▶ **Written instruction**
Turn the records below, from the first line through the line containing "point(312, 94)" (both included), into a Markdown table with the columns "Row" and "Line text". Skip blank lines.
+ + + + + + +
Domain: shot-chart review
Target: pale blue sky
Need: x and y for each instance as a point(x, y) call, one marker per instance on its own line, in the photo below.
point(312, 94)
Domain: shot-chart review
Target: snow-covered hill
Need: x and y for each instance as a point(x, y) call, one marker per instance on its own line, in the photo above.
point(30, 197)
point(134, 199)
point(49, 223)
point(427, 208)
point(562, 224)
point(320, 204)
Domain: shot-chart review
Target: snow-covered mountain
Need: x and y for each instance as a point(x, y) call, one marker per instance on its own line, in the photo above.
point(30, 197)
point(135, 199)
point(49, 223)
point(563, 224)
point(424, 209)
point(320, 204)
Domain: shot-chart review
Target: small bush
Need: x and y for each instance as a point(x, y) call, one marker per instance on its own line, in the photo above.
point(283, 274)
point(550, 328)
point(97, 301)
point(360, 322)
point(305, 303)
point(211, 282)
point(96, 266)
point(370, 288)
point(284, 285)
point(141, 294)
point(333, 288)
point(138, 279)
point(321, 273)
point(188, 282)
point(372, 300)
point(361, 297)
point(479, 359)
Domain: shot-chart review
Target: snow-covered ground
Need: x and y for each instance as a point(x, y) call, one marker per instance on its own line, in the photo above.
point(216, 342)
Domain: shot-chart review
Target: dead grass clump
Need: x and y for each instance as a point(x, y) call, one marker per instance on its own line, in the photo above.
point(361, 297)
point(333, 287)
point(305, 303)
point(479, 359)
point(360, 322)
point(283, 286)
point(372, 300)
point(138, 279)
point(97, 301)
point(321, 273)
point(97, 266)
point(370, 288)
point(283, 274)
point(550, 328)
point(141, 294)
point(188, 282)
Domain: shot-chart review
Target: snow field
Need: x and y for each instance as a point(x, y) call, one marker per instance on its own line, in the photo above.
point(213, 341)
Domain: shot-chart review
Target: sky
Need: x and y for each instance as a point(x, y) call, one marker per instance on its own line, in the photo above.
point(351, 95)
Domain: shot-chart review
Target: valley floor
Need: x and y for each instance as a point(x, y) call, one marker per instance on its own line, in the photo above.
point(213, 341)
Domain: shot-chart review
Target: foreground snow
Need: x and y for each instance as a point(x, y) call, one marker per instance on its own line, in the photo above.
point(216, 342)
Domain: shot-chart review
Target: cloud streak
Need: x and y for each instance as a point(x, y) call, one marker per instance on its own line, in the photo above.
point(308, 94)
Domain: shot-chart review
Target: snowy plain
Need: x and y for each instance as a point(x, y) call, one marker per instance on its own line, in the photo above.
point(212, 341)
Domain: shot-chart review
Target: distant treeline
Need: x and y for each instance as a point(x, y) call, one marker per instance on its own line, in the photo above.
+ + + + + + +
▶ **Full output**
| Row | Line text |
|---|---|
| 1 | Domain: shot-chart review |
| 2 | Target: pale blue sky |
| 3 | Need: x and y for each instance as a point(x, y) call, one marker per instance on its own line, in the photo below. |
| 4 | point(312, 94) |